(Source records)
----
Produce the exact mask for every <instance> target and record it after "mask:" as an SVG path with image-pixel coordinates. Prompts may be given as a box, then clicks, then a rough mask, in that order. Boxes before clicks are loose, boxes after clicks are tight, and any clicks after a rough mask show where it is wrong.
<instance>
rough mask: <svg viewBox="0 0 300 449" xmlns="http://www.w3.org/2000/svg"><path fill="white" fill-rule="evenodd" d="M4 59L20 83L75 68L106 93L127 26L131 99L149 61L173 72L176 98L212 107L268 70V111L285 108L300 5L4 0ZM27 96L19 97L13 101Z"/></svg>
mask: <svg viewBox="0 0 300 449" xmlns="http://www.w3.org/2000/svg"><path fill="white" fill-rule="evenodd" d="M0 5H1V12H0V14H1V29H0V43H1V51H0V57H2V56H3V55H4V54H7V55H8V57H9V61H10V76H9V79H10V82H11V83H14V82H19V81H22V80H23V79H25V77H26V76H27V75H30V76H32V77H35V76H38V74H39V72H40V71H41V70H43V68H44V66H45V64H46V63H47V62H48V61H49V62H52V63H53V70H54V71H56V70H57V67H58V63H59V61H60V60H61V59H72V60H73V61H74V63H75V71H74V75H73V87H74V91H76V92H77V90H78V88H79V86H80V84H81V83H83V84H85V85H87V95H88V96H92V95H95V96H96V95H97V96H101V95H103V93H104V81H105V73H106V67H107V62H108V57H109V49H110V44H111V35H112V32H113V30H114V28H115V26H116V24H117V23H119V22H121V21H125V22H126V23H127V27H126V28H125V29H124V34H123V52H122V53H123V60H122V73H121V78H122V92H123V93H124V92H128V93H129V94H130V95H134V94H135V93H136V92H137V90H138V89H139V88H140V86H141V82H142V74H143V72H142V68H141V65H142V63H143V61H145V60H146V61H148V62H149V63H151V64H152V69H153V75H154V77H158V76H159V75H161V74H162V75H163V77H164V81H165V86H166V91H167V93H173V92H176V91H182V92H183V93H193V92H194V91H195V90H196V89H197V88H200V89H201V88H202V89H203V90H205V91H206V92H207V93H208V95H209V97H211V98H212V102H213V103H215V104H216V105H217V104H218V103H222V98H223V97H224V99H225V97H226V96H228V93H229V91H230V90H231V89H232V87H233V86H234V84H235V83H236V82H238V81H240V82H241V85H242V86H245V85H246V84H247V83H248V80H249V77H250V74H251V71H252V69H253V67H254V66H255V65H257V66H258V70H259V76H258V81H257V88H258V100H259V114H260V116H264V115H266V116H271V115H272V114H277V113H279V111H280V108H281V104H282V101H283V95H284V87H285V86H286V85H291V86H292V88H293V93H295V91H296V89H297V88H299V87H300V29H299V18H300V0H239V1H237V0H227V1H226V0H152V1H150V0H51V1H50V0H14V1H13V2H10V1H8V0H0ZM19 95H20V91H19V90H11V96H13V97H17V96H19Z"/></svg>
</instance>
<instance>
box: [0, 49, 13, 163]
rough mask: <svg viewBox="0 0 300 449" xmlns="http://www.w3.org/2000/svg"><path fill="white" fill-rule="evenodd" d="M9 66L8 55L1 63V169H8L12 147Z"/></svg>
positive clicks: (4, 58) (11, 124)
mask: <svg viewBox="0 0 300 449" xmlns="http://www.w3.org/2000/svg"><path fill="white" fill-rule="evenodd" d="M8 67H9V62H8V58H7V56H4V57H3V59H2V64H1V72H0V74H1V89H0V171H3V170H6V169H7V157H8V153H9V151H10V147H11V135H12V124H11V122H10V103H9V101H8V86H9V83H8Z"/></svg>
----
Every line above must be reproduced exactly as it stands.

Produce the exact mask for every <instance> target and record it after "mask:" as an SVG path with image-pixel coordinates. Prompts may be given as a box, then clicks, then a rough mask, in that order. Boxes before clicks are loose, boxes after clicks are tight, and any clicks after a rough mask show where it is wrong.
<instance>
rough mask: <svg viewBox="0 0 300 449" xmlns="http://www.w3.org/2000/svg"><path fill="white" fill-rule="evenodd" d="M4 59L20 83L75 68L106 93L127 26L131 99L149 61L173 72L176 98L212 107L268 70V111L285 108L300 5L4 0ZM27 96L19 97L13 101Z"/></svg>
mask: <svg viewBox="0 0 300 449" xmlns="http://www.w3.org/2000/svg"><path fill="white" fill-rule="evenodd" d="M0 5H1V12H0V14H1V29H0V43H1V51H0V57H2V56H3V55H4V54H7V55H8V57H9V61H10V76H9V79H10V82H11V83H14V82H19V81H22V80H23V79H25V77H26V76H27V75H30V76H32V77H35V76H38V74H39V72H40V71H41V70H43V68H44V66H45V64H46V63H47V62H48V61H49V62H52V63H53V70H54V71H56V70H57V67H58V63H59V61H60V60H61V59H72V60H73V61H74V63H75V71H74V75H73V87H74V91H76V92H77V90H78V88H79V86H80V84H81V83H83V84H85V85H87V95H88V96H92V95H95V96H96V95H97V96H101V95H103V93H104V81H105V73H106V67H107V62H108V57H109V49H110V44H111V35H112V32H113V30H114V28H115V26H116V24H117V23H119V22H121V21H125V22H126V23H127V27H126V28H125V29H124V34H123V52H122V53H123V60H122V73H121V78H122V92H123V93H124V92H128V93H129V94H130V95H134V94H135V93H136V92H137V90H138V89H139V88H140V86H141V82H142V74H143V72H142V68H141V65H142V63H143V61H145V60H146V61H148V62H149V63H151V64H152V69H153V75H154V77H158V76H159V75H161V74H162V75H163V77H164V81H165V86H166V91H167V93H173V92H176V91H182V92H183V93H193V92H194V91H195V90H196V89H197V88H200V89H201V88H202V89H203V90H205V91H206V92H207V93H208V95H209V97H211V98H212V102H213V103H215V104H216V105H217V104H218V103H222V98H223V97H224V99H225V97H226V96H228V93H229V91H230V90H231V89H232V87H233V86H234V84H235V83H236V82H238V81H240V82H241V85H242V86H245V85H246V84H247V83H248V80H249V77H250V74H251V71H252V69H253V67H254V66H255V65H257V66H258V70H259V76H258V81H257V88H258V100H259V114H260V116H264V115H266V116H271V115H272V114H277V113H279V111H280V108H281V104H282V101H283V95H284V87H285V86H286V85H291V86H292V88H293V93H295V91H296V89H297V88H299V87H300V29H299V18H300V0H239V1H237V0H227V1H226V0H152V1H150V0H51V1H50V0H14V1H13V2H10V1H8V0H0ZM19 95H20V91H19V90H11V96H13V97H17V96H19Z"/></svg>
</instance>
<instance>
box: [0, 49, 13, 163]
rough mask: <svg viewBox="0 0 300 449" xmlns="http://www.w3.org/2000/svg"><path fill="white" fill-rule="evenodd" d="M9 66L8 55L1 63V169H8L12 147Z"/></svg>
positive clicks: (4, 58) (11, 124)
mask: <svg viewBox="0 0 300 449" xmlns="http://www.w3.org/2000/svg"><path fill="white" fill-rule="evenodd" d="M8 67H9V62H8V58H7V56H4V57H3V59H2V64H1V72H0V74H1V89H0V171H3V170H6V169H7V157H8V153H9V151H10V147H11V135H12V124H11V122H10V103H9V101H8V86H9V83H8Z"/></svg>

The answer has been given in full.